(Extracted data entries)
☆ ☆ ☆ ☆
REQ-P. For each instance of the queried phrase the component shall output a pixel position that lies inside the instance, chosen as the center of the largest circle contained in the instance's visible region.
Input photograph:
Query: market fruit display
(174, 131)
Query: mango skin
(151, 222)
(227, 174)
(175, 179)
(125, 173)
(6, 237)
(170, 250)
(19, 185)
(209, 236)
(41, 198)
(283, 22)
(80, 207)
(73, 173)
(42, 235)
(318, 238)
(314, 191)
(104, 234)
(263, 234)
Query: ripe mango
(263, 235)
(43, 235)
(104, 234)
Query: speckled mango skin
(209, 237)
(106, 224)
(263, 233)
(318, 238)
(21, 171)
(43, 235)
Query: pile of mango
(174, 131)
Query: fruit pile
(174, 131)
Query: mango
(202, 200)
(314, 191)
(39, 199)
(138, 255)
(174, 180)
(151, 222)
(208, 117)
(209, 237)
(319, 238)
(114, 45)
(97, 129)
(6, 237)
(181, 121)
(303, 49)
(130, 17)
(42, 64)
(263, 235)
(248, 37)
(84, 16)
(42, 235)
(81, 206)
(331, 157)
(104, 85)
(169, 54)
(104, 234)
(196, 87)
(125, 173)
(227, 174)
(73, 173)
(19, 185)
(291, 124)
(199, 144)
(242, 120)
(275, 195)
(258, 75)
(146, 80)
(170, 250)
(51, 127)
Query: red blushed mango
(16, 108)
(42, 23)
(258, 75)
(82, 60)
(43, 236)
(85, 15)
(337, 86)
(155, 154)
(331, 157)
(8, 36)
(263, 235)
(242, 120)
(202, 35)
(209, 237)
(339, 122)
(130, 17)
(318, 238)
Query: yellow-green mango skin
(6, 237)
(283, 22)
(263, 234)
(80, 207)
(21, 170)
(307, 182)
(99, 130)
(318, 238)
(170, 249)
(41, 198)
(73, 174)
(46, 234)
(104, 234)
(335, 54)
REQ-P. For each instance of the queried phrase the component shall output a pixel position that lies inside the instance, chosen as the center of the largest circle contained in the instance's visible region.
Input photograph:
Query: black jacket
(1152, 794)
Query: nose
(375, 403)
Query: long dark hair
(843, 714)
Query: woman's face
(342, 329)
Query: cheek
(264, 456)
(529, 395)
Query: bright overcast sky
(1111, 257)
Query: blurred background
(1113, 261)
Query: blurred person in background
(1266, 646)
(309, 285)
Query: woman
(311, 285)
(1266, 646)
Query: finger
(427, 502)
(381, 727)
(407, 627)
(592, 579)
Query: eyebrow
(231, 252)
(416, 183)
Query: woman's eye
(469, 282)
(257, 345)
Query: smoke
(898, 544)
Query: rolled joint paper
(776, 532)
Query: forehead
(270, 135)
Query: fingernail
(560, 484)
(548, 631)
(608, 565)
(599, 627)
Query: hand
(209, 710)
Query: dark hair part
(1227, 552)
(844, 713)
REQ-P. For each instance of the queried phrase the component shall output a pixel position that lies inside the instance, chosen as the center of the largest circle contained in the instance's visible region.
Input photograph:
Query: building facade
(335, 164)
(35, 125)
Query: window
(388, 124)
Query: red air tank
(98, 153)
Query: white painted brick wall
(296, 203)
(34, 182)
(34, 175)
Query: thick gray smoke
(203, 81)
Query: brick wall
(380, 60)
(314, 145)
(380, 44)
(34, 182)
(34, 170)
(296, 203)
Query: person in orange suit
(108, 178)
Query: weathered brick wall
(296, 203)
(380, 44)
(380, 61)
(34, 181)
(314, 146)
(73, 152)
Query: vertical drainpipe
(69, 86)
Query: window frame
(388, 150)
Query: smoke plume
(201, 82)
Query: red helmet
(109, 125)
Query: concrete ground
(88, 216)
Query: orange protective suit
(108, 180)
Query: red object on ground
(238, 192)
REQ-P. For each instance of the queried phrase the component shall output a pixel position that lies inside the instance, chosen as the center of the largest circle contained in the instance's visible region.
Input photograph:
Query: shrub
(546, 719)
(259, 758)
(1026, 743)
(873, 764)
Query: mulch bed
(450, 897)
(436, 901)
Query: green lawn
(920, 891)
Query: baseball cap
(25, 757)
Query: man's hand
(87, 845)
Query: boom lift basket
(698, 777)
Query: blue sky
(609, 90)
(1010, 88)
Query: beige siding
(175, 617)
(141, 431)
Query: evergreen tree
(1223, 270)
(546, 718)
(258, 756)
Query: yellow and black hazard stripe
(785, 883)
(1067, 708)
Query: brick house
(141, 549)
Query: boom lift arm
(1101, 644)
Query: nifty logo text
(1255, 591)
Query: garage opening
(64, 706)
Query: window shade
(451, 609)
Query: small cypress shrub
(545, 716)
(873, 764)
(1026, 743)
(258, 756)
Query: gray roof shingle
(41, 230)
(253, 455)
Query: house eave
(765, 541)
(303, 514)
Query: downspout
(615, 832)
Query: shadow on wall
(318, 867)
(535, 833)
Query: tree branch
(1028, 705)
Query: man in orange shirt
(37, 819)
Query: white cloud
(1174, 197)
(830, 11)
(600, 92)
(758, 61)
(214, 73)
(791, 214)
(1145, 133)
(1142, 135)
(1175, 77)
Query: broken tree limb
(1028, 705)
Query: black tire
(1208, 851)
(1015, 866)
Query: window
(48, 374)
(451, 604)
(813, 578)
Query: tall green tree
☆ ☆ ☆ ☆
Problem statement – Duplicate all of the lines above, keeping every character the same.

Solution to this problem –
REQ-P. For each instance of the queried phrase the component shall output a pixel position that lies inside the instance, chosen as the center of the largest circle contained in the instance's visible region.
Input photograph:
Query: market fruit display
(174, 131)
Query: mango skin
(151, 222)
(227, 174)
(175, 179)
(125, 173)
(6, 237)
(170, 250)
(19, 185)
(209, 236)
(41, 198)
(283, 22)
(80, 207)
(73, 173)
(42, 235)
(318, 238)
(314, 191)
(104, 234)
(263, 234)
Query: ripe mango
(263, 235)
(43, 235)
(104, 234)
Query: speckled mango skin
(209, 237)
(106, 224)
(263, 233)
(318, 238)
(21, 171)
(43, 235)
Query: pile of mango
(174, 131)
Query: fruit pile
(174, 131)
Query: mango
(202, 200)
(314, 191)
(39, 199)
(138, 255)
(174, 180)
(151, 222)
(208, 117)
(209, 237)
(319, 238)
(114, 45)
(97, 129)
(6, 237)
(181, 121)
(303, 49)
(130, 17)
(42, 64)
(263, 235)
(248, 37)
(84, 16)
(42, 235)
(81, 206)
(331, 157)
(104, 85)
(169, 54)
(104, 234)
(196, 87)
(125, 173)
(227, 174)
(73, 173)
(19, 185)
(291, 124)
(199, 144)
(242, 120)
(275, 195)
(258, 75)
(146, 80)
(170, 250)
(51, 127)
Query: red blushed mango
(16, 108)
(42, 23)
(258, 75)
(82, 60)
(43, 236)
(85, 15)
(337, 86)
(155, 154)
(331, 157)
(8, 36)
(263, 235)
(242, 120)
(202, 35)
(209, 237)
(339, 122)
(130, 17)
(318, 238)
Query: yellow-green mango skin
(6, 237)
(283, 22)
(263, 234)
(80, 207)
(21, 170)
(307, 182)
(99, 130)
(318, 238)
(170, 249)
(41, 198)
(73, 174)
(46, 234)
(104, 234)
(335, 54)
REQ-P. For each instance of the queried phrase the component shall output a pixel position that lies inside the instance, chosen as the center of the largest circle contained in the instance's visible region.
Input photograph:
Query: black jacket
(1152, 794)
Query: nose
(375, 403)
Query: long dark hair
(843, 714)
Query: woman's face
(342, 329)
Query: cheek
(264, 456)
(529, 395)
Query: bright overcast sky
(1111, 257)
Query: blurred background
(1113, 261)
Query: blurred person in background
(1266, 646)
(309, 285)
Query: woman
(311, 285)
(1266, 646)
Query: finger
(427, 502)
(381, 727)
(407, 627)
(592, 579)
Query: eyebrow
(231, 252)
(416, 183)
Query: woman's eye
(469, 282)
(257, 345)
Query: smoke
(898, 544)
Query: rolled joint paper
(776, 532)
Query: forehead
(270, 135)
Query: fingernail
(560, 484)
(548, 631)
(608, 565)
(599, 627)
Query: hand
(209, 710)
Query: dark hair part
(1227, 552)
(844, 713)
REQ-P. For each instance of the queried phrase the component shall output a pixel position that lies inside the instance, chosen as the center of the largest circle contained in the instance's visible region.
Input photograph:
Query: building facade
(335, 164)
(35, 125)
Query: window
(388, 124)
Query: red air tank
(98, 153)
Query: white painted brick wall
(296, 203)
(34, 182)
(34, 175)
Query: thick gray smoke
(203, 81)
Query: brick wall
(380, 60)
(314, 145)
(380, 44)
(34, 182)
(34, 170)
(296, 203)
Query: person in orange suit
(108, 178)
Query: weathered brick wall
(296, 203)
(380, 44)
(380, 61)
(34, 181)
(314, 146)
(73, 152)
Query: vertical drainpipe
(69, 86)
Query: window frame
(388, 150)
Query: smoke plume
(201, 82)
Query: red helmet
(109, 125)
Query: concrete ground
(88, 216)
Query: orange protective suit
(108, 180)
Query: red object on ground
(238, 192)
REQ-P. For each instance of the queried phrase the component shall output a pixel position that lies inside the instance, chosen as the center of the largest circle contained in the instance's visible region.
Input photograph:
Query: shrub
(546, 719)
(259, 758)
(1026, 743)
(873, 764)
Query: mulch bed
(450, 897)
(436, 901)
Query: green lawn
(920, 891)
Query: baseball cap
(25, 757)
Query: man's hand
(87, 845)
Query: boom lift basket
(698, 777)
Query: blue sky
(609, 90)
(1010, 88)
Query: beige siding
(175, 617)
(141, 431)
Query: evergreen tree
(1223, 270)
(546, 718)
(258, 756)
Query: yellow and black hazard stripe
(785, 883)
(1067, 708)
Query: brick house
(141, 549)
Query: boom lift arm
(1101, 644)
Query: nifty logo text
(1255, 591)
Query: garage opening
(64, 706)
Query: window shade
(451, 609)
Query: small cypress shrub
(545, 716)
(873, 764)
(1026, 743)
(258, 756)
Query: gray roof shingle
(41, 230)
(253, 455)
Query: house eave
(765, 541)
(303, 514)
Query: downspout
(615, 832)
Query: shadow on wall
(318, 867)
(535, 833)
Query: tree branch
(1028, 705)
Query: man in orange shirt
(37, 819)
Query: white cloud
(1174, 197)
(830, 11)
(600, 92)
(758, 61)
(214, 73)
(791, 214)
(1145, 133)
(1142, 135)
(1175, 77)
Query: broken tree limb
(1028, 705)
Query: black tire
(1208, 851)
(1015, 866)
Query: window
(48, 374)
(451, 604)
(813, 578)
Query: tall green tree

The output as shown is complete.